- Task instructions
Search the entries for the word "collared". Copy every line that holds it.

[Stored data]

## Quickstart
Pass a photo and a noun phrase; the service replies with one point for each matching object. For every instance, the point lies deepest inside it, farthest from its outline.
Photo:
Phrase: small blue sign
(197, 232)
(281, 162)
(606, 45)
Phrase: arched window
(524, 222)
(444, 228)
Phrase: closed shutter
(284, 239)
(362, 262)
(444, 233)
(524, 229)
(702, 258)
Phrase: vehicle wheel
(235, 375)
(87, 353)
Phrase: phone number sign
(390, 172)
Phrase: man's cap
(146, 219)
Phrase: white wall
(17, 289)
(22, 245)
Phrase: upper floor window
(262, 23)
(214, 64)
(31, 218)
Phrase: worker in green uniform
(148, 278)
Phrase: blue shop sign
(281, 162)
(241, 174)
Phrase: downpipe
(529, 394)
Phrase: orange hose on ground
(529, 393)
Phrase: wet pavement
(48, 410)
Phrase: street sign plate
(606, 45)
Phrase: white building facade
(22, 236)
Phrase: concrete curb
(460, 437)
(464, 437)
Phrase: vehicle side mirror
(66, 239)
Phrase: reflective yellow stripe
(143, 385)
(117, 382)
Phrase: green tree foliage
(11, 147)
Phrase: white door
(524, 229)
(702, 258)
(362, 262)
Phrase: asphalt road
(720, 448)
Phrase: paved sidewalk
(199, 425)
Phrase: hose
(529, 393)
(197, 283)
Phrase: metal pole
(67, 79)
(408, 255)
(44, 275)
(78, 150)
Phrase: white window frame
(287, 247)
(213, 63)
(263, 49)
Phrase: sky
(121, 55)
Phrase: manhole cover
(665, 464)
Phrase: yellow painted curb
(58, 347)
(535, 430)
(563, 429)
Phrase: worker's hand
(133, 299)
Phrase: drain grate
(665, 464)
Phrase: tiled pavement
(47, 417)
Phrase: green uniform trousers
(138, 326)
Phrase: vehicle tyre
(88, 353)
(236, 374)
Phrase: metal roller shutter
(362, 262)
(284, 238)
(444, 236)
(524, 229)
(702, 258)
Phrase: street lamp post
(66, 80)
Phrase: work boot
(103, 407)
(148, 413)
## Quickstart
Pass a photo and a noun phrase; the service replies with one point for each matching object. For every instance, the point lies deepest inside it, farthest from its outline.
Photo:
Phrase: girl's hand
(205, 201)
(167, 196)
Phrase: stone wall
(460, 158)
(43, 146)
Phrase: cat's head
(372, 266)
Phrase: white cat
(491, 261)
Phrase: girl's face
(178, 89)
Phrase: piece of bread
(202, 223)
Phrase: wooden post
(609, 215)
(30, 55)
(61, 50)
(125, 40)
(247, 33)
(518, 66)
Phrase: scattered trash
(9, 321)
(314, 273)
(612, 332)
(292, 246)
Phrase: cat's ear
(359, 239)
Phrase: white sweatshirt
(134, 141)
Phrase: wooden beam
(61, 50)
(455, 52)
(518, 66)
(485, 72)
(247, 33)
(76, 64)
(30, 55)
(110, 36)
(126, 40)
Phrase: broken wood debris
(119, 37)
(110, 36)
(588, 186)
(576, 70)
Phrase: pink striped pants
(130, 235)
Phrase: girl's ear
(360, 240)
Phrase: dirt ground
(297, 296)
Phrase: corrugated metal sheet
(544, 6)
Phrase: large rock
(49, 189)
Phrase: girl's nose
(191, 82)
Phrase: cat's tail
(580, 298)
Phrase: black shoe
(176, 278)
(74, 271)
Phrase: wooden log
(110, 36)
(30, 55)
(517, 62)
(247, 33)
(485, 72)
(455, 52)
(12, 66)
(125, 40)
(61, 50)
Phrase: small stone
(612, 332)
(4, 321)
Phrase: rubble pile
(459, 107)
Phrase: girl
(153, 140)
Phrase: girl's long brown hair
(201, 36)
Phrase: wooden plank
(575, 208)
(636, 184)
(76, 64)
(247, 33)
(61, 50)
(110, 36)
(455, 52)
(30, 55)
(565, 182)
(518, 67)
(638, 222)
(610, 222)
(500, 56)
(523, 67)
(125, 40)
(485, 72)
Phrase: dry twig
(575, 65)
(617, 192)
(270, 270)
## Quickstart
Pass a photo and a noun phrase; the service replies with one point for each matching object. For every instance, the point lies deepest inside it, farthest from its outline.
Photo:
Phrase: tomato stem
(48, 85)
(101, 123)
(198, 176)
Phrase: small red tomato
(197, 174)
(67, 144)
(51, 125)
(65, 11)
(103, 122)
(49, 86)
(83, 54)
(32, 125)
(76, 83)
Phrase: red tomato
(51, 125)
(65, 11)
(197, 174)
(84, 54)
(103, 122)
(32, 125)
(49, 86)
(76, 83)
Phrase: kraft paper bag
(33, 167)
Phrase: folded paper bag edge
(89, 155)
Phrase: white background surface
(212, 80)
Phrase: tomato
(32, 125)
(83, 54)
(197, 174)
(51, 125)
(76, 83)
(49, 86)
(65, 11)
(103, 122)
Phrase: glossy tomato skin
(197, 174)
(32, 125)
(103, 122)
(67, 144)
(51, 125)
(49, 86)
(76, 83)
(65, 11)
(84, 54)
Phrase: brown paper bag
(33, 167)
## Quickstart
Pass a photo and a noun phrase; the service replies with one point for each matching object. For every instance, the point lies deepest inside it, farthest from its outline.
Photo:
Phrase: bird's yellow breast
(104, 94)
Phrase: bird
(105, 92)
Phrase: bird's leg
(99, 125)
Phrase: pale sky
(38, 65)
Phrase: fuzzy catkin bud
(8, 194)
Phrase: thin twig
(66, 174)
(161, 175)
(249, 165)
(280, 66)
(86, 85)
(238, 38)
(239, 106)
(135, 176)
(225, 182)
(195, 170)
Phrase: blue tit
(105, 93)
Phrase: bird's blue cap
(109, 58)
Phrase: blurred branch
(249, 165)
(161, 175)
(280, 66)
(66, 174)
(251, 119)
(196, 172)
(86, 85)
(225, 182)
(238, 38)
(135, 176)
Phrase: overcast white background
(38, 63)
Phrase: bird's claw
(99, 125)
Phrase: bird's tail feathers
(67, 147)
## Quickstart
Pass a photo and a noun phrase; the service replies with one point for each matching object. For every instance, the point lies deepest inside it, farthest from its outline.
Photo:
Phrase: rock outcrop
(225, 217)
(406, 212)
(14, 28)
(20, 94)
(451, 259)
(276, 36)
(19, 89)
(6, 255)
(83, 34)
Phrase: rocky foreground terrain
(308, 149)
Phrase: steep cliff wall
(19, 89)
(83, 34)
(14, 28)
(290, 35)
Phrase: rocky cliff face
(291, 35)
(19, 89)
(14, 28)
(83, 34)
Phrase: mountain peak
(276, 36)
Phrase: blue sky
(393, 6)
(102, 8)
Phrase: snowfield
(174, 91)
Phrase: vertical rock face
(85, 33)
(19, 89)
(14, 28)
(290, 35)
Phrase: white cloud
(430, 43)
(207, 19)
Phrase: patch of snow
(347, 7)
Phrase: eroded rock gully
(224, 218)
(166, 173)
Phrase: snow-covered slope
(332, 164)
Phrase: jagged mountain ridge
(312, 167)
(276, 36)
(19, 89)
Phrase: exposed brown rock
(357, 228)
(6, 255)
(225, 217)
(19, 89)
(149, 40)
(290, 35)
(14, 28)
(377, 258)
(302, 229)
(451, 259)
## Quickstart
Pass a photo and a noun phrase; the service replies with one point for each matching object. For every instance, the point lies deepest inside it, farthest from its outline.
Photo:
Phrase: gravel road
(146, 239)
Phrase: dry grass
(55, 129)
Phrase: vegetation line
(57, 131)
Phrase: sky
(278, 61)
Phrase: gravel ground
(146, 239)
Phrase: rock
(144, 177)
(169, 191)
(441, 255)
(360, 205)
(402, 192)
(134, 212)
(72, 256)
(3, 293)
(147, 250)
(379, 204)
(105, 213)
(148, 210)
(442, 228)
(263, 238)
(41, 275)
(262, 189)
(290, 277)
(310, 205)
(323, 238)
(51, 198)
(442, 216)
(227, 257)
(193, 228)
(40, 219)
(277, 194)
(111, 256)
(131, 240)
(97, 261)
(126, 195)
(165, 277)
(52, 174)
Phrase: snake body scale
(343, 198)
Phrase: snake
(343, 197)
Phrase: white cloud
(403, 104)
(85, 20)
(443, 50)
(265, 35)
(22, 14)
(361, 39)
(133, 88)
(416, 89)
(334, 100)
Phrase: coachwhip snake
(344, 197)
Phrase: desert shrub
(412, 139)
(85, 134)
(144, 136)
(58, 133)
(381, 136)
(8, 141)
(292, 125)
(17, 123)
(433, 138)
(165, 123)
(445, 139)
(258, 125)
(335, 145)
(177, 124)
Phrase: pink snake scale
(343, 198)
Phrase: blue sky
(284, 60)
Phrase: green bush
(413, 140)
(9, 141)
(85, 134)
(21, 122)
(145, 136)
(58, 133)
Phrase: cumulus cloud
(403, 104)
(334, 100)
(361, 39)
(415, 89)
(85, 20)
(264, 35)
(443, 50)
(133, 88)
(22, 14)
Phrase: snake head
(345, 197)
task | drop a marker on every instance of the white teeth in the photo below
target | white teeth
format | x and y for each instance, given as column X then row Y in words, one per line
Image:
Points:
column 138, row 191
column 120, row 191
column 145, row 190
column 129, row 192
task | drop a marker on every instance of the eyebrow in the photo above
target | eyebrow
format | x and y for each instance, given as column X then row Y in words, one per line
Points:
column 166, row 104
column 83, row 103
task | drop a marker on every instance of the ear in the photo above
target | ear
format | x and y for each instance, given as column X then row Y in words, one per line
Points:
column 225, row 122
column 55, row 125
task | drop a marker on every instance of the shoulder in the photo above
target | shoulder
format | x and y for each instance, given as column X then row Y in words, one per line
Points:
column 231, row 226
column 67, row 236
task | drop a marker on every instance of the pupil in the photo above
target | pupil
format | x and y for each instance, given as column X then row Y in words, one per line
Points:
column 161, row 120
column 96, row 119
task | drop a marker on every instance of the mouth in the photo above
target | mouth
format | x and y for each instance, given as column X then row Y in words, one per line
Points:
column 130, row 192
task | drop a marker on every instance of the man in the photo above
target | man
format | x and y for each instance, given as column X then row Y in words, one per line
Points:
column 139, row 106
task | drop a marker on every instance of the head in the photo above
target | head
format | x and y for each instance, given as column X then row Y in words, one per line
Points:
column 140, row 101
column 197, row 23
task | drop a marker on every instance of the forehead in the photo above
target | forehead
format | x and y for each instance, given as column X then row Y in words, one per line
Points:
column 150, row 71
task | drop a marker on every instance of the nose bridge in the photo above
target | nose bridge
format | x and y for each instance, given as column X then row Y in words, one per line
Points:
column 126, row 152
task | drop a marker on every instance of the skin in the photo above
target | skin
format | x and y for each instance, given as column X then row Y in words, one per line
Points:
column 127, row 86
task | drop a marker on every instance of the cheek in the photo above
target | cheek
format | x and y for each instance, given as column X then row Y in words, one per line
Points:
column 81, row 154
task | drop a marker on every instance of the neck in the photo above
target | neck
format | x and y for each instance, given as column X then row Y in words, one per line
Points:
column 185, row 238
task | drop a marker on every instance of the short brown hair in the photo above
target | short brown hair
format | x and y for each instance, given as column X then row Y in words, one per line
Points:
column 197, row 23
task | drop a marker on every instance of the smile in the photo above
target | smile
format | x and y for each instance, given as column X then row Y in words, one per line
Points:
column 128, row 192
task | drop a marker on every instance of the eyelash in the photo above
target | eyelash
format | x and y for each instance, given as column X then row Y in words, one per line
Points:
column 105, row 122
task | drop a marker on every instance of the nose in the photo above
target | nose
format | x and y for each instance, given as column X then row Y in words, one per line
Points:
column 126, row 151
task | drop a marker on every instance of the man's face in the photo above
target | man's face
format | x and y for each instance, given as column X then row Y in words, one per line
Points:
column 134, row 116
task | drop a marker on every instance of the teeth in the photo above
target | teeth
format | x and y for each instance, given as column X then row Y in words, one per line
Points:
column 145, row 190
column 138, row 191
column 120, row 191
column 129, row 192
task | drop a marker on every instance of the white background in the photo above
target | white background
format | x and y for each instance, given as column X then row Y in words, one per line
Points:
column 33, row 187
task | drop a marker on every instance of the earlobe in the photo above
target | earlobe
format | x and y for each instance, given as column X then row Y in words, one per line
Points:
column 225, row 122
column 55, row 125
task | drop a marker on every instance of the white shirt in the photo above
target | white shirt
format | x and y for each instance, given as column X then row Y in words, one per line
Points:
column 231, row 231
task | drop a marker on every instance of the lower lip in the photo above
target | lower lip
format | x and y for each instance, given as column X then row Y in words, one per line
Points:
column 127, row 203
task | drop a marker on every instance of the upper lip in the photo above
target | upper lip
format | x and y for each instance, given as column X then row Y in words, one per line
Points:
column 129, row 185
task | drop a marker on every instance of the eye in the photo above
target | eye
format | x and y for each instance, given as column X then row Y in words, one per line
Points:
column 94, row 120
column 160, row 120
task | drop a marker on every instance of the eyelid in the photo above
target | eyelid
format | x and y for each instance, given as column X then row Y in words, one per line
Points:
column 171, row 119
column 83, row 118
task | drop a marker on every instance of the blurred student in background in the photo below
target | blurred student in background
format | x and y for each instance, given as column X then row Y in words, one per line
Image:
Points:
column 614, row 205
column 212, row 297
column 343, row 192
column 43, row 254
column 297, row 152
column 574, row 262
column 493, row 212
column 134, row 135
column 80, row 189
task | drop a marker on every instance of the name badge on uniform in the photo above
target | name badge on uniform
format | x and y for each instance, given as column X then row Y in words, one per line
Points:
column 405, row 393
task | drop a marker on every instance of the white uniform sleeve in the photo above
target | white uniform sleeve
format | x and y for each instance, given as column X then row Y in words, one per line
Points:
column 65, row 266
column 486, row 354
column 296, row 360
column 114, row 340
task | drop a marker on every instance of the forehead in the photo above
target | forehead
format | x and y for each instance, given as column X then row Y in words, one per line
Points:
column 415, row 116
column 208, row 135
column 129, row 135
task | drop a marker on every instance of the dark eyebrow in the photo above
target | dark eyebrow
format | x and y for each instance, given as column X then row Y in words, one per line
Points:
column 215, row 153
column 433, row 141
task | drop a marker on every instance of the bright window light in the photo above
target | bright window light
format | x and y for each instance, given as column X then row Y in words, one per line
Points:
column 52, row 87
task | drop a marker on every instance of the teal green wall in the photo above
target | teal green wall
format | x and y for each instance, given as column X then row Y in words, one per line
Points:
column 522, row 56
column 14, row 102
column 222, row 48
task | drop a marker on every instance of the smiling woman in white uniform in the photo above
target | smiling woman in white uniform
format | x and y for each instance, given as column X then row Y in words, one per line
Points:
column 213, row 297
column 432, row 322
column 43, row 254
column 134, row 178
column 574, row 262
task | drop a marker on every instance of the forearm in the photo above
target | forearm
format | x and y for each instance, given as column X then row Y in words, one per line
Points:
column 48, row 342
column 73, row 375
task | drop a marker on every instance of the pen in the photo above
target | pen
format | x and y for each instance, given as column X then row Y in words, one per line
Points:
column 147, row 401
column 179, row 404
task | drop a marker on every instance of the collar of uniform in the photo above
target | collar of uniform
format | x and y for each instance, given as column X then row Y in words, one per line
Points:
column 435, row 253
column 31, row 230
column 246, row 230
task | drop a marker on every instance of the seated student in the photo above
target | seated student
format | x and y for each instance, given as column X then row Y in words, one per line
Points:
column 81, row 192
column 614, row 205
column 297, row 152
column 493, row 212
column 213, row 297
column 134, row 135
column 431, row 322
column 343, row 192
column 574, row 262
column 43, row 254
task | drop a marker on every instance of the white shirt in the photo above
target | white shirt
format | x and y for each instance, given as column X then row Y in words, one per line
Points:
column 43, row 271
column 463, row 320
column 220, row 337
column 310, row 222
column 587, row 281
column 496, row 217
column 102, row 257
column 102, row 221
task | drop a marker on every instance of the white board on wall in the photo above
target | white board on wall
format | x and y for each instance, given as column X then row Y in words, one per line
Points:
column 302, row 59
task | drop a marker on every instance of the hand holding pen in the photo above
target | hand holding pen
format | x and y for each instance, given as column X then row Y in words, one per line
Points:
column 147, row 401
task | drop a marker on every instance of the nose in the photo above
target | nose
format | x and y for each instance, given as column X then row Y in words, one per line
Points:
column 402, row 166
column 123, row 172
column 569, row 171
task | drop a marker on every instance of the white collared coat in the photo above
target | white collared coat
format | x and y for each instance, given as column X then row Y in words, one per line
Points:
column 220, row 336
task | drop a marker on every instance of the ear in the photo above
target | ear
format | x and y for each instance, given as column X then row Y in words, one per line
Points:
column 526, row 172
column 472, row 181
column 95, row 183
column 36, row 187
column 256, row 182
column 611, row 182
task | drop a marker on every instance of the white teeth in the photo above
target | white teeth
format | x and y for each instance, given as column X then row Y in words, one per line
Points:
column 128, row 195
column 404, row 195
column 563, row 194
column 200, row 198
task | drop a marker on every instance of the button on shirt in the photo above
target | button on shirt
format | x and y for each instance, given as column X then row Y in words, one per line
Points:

- Answer below
task | drop a marker on every instance of the white collared coat in the photo above
target | white collared coat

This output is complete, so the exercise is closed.